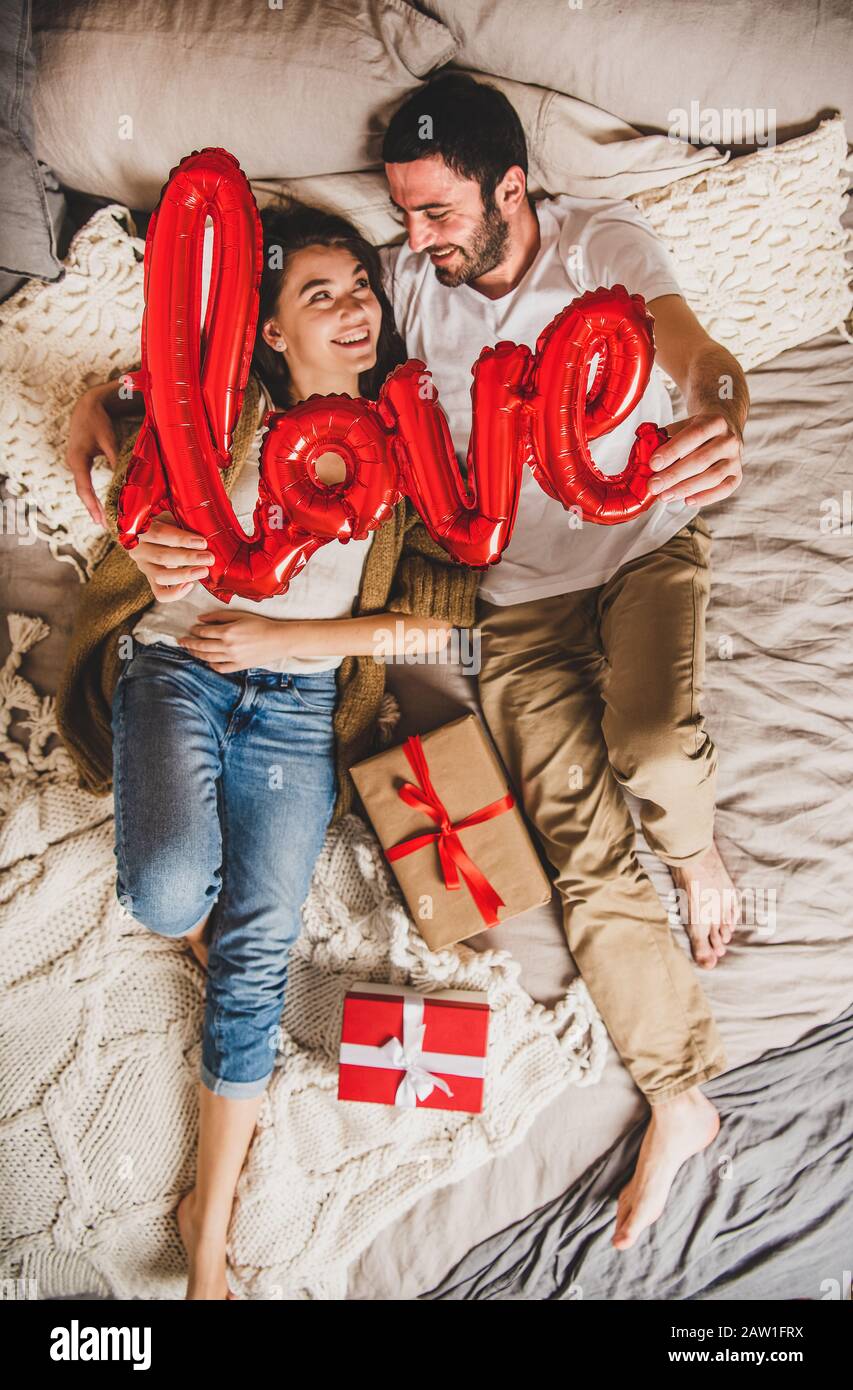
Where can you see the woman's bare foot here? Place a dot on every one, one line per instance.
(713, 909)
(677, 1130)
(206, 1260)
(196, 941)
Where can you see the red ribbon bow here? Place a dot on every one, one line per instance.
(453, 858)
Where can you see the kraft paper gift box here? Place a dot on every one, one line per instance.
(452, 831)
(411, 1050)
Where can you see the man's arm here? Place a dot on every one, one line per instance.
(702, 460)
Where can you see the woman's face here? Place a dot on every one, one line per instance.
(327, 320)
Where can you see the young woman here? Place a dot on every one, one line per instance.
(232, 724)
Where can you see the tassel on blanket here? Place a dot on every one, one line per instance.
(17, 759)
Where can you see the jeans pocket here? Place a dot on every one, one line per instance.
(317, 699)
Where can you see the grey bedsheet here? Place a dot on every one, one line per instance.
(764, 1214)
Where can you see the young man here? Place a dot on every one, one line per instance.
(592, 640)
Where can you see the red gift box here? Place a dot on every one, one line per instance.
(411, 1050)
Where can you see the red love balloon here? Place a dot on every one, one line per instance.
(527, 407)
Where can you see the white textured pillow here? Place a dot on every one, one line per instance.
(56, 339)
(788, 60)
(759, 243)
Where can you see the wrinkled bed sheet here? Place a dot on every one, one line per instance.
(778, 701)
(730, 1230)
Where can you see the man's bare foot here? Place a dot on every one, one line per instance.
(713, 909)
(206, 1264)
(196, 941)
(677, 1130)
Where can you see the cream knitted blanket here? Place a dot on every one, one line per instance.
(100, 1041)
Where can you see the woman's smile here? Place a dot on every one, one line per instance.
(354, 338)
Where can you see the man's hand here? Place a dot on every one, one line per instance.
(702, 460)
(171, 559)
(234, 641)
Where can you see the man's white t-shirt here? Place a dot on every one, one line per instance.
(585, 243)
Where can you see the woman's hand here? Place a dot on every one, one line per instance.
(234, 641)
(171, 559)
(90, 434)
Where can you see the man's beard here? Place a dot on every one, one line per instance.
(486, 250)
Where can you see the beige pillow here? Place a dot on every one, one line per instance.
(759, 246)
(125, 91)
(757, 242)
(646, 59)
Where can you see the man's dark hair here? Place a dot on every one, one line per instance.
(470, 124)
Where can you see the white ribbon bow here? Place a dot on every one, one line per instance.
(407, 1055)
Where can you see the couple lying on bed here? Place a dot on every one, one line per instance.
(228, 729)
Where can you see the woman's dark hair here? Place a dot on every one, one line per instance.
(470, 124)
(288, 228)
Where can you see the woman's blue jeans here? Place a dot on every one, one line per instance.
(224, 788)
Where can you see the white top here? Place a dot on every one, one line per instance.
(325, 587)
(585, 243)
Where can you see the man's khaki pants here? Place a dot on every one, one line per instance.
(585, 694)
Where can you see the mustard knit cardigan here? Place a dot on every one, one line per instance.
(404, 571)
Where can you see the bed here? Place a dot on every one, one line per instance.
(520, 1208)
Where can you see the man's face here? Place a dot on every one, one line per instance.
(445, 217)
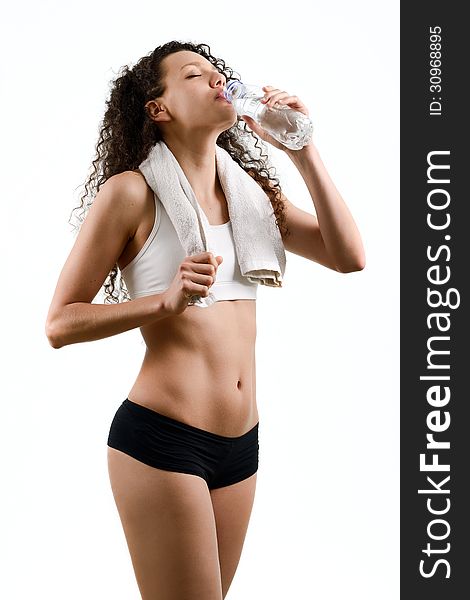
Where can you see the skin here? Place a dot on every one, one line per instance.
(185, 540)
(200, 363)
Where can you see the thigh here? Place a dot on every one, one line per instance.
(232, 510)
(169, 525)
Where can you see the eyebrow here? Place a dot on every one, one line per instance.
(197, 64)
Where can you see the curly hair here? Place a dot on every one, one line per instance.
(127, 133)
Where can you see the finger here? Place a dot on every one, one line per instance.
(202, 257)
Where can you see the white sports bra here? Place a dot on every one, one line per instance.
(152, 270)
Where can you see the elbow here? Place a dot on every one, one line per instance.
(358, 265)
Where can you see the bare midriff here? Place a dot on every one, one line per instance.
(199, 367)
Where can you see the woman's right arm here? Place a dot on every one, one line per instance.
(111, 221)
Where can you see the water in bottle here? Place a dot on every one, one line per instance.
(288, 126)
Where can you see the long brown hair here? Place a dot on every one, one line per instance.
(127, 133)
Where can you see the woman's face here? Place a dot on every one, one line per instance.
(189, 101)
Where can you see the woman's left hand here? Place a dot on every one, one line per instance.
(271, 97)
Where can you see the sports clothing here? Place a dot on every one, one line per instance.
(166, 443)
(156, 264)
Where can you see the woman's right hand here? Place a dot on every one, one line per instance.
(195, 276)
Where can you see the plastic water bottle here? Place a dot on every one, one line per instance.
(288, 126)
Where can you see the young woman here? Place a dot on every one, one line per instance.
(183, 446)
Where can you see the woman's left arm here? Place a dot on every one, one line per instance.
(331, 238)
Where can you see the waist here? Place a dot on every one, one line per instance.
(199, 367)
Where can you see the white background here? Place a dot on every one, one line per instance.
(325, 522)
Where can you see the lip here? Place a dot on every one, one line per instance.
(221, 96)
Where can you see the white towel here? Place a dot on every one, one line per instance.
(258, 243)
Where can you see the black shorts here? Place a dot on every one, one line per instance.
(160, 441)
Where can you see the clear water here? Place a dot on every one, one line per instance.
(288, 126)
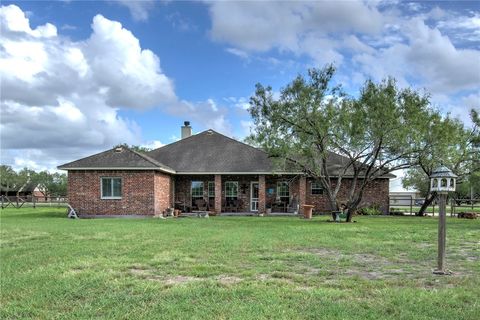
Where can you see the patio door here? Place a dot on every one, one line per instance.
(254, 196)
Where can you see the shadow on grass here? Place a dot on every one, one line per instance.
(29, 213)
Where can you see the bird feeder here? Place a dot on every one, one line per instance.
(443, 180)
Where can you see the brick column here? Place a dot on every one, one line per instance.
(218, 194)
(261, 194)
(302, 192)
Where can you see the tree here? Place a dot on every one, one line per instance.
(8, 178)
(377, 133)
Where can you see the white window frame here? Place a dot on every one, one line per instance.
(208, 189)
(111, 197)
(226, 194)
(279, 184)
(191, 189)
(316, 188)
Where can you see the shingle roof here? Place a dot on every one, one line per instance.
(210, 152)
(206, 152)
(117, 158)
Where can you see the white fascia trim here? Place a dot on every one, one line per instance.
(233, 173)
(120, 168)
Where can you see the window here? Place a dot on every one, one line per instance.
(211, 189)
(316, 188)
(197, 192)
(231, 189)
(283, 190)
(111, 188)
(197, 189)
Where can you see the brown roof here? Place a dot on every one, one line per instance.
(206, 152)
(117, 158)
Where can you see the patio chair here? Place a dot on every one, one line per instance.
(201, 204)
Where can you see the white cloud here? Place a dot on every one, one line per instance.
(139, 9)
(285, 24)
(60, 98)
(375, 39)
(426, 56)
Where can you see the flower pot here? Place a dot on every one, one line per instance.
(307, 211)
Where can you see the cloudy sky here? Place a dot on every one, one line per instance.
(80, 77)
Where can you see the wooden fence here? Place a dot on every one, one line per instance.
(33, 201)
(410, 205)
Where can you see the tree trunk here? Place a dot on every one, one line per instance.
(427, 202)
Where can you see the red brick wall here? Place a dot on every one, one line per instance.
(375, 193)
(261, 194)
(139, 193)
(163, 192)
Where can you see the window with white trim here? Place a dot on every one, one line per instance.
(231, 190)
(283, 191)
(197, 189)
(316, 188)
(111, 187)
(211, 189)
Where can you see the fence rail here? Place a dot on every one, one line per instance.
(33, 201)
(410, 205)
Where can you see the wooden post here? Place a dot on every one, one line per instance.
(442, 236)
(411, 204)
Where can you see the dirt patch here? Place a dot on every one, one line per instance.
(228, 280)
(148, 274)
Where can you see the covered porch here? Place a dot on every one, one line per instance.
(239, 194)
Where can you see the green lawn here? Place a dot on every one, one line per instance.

________________________________________

- [PROBLEM]: All records must be output exactly as they are, except for the pictures, which are left out.

- [TASK RESULT]:
Where can you see the woman's bare foot here? Place a dot on every one, one line per instance.
(713, 909)
(677, 1130)
(206, 1260)
(196, 941)
Where can you see the red ribbon bow here? Place a dot on every one, one line per instance.
(453, 858)
Where can you see the kraft paper gift box here? Place a dot on every one, one line per instance.
(452, 831)
(411, 1050)
Where can you see the man's arm here? Place a dot on every one, one line per instance.
(702, 460)
Where can you see the woman's face here? Place a dot on every one, one line per instance.
(327, 320)
Where can you see the young woman here? Place a dot on every one, one line per instance.
(232, 724)
Where can you see the tassel on blanket here? Place a dot on every one, one line per instance.
(17, 759)
Where can you see the jeans pocket here? Place a dot on every one, one line per instance.
(317, 699)
Where can you see the grey bedsheet here? Place a dot on every one, one line per instance.
(764, 1214)
Where can you see the young man here? Place a dot on every one, one line per instance.
(592, 640)
Where can you see the red gift box here? Place a dot on every one, one line per instance.
(411, 1050)
Where can you see the red love balloon here? Place a dot on every one, one line per instance.
(527, 407)
Where can you see the white textured pillow here? Place a dot on every one, one line per instance.
(56, 339)
(788, 60)
(759, 243)
Where can you see the wrinkled bed sheet here? Place a dot on every one, one line per instance.
(778, 701)
(730, 1230)
Where can you see the man's bare foot here? Place a dot on every one, one line per instance.
(713, 909)
(206, 1264)
(196, 941)
(677, 1130)
Where can you see the cream knitted blanket here? Place a dot on every one, one line per instance.
(100, 1041)
Where can you see the woman's smile here? Place a dot on every one, one line per instance.
(354, 338)
Where can you see the man's hand here? Place a dot on every one, one line per instance.
(702, 460)
(171, 559)
(234, 641)
Where can you see the man's white t-shirt here? Place a dot on every one, one line per instance.
(585, 243)
Where can you see the woman's hand here? Place a dot on every one, one line per instance.
(234, 641)
(171, 559)
(90, 434)
Where can you see the man's beard here? Place a dot on every one, one line per instance.
(486, 250)
Where can you see the beige pillow here? Place a dot on every one, one line per instance.
(759, 246)
(125, 91)
(757, 242)
(646, 59)
Where can you see the man's dark hair here? Place a dot on every one, one line per instance.
(470, 124)
Where can you see the white ribbon bow here? Place a dot on every one, one line per instance.
(407, 1055)
Where can you see the couple lying on bed here? Place a dot on every one, one line per instance.
(228, 729)
Where can you see the woman's dark hair here? Place a dot on every one, one line per instance.
(470, 124)
(288, 228)
Where can you see the woman's blue jeans here? Place a dot on every one, one line per instance.
(224, 788)
Where can you see the white top here? Place a dot on every one, one line per instance.
(325, 587)
(585, 243)
Where can you see the man's khaki pants here? Place a dot on every one, one line per instance.
(585, 694)
Where can you see the mustard knit cardigan here? Place a dot on every one, one line per instance.
(404, 571)
Where can you see the bed here? Place a dot on every one, one line per instance.
(520, 1208)
Where can you see the man's face here? Place a dot on every one, one line per instance.
(445, 217)
Where can you see the skin here? Place a dot on every one, one line per instance.
(185, 540)
(200, 363)
Where can you see the thigh here? Place a dot on every one, one line per instance.
(232, 510)
(169, 525)
Where can you see the eyebrow here? Place a dot on every one, one line per instance.
(197, 64)
Where can you see the curly hair here? Place a dot on every one, one line per instance.
(127, 133)
Where can you see the finger here? Place a dot on every one, one line per instance.
(202, 257)
Where can you see the white sports bra here? Place a dot on every one, one line per instance.
(152, 270)
Where can you see the elbow here? Place a dot on every one, one line per instance.
(358, 265)
Where can you see the bare midriff here? Place a dot on every one, one line per instance.
(199, 367)
Where can you see the woman's right arm here? Place a dot on every one, one line per instance.
(111, 221)
Where can you see the water in bottle here? Place a dot on every one, one line per instance.
(288, 126)
Where can you see the long brown hair here? Place a dot on every one, one line per instance.
(127, 133)
Where can you see the woman's face here? Place a dot on every one, one line per instance.
(189, 101)
Where can you see the woman's left hand here? Place a dot on every one, one line per instance.
(271, 97)
Where can you see the sports clothing here? Place a dot on every one, one line per instance.
(166, 443)
(156, 264)
Where can you see the woman's right hand here? Place a dot on every one, one line per instance.
(195, 276)
Where can you see the plastic water bottle here? Place a dot on every one, one line per instance.
(288, 126)
Where can you see the young woman here? Place a dot on every one, one line per instance.
(183, 446)
Where can you see the woman's left arm here? Place a dot on every one, one line per instance.
(331, 238)
Where can you see the waist here? Place a dot on every one, one line per instance.
(199, 367)
Where can you see the white background here? Place a dot on every one, one line per instance.
(325, 522)
Where can you see the lip here? Place a dot on every one, one line per instance.
(221, 96)
Where can you see the white towel here? Place a dot on every one, one line per instance.
(258, 243)
Where can you see the black shorts here? Place a dot on every one, one line per instance.
(160, 441)
Where can you see the clear water here? Place a dot on every one, one line per instance.
(288, 126)
Where can you see the patio door here? Place a dot on every one, one line per instance.
(254, 196)
Where can you see the shadow on grass here? Place a dot on every one, one line per instance.
(29, 213)
Where can you see the bird feeder here? Place a dot on every one, one line per instance.
(443, 180)
Where can you see the brick column here? Place a dot on every one, one line per instance.
(218, 194)
(261, 194)
(302, 192)
Where can you see the tree here? Place a dot on every one, one line per instance.
(8, 178)
(377, 133)
Where can you see the white window frame here? Place a dot on every one, one line per instance.
(208, 189)
(111, 197)
(226, 194)
(279, 184)
(191, 189)
(316, 188)
Where can you see the shingle roof here? Place a dot on every one, one line per instance.
(210, 152)
(206, 152)
(117, 158)
Where can you see the white fascia trim here? Place a dot on every one, one line per instance.
(233, 173)
(120, 168)
Where can you see the window here? Place a dot on every one, one line per instance.
(211, 189)
(316, 188)
(197, 192)
(231, 189)
(283, 190)
(111, 188)
(197, 189)
Where can you see the brown roof here? Place a dot on every one, one line per instance.
(206, 152)
(117, 158)
Where can you see the patio chair here? Place a dot on every one, one line per instance.
(201, 204)
Where can you see the white cloud here? Place a dot on every one, one line per instance.
(139, 9)
(285, 24)
(60, 98)
(375, 39)
(426, 56)
Where can you see the flower pot here? Place a dot on every one, one line per instance.
(307, 211)
Where can you see the cloudy sky here? Place a dot on every one, one line per instance.
(80, 77)
Where can you see the wooden fence here? Place a dot on every one, one line per instance.
(33, 201)
(410, 205)
Where can you see the tree trunk here? Place a dot on every one, one line per instance.
(427, 202)
Where can you see the red brick wall here? Place a dot on every one, one line per instance.
(375, 193)
(261, 194)
(139, 193)
(163, 192)
Where can you see the window with white trim here? Place a dot on every one, one line per instance.
(231, 190)
(283, 191)
(197, 189)
(316, 188)
(111, 187)
(211, 189)
Where can you see the fence rail here? Place a dot on every one, one line per instance.
(33, 201)
(410, 205)
Where can you see the wooden post here? Place a dot on every one, one line per instance.
(442, 236)
(411, 204)
Where can you see the dirt patch here? Place a dot on every one, one line per instance.
(228, 280)
(148, 274)
Where can you see the covered porch here? Place a dot on every one, one line per instance.
(239, 194)
Where can you see the green lawn here? Place a dot on every one, one line per instance.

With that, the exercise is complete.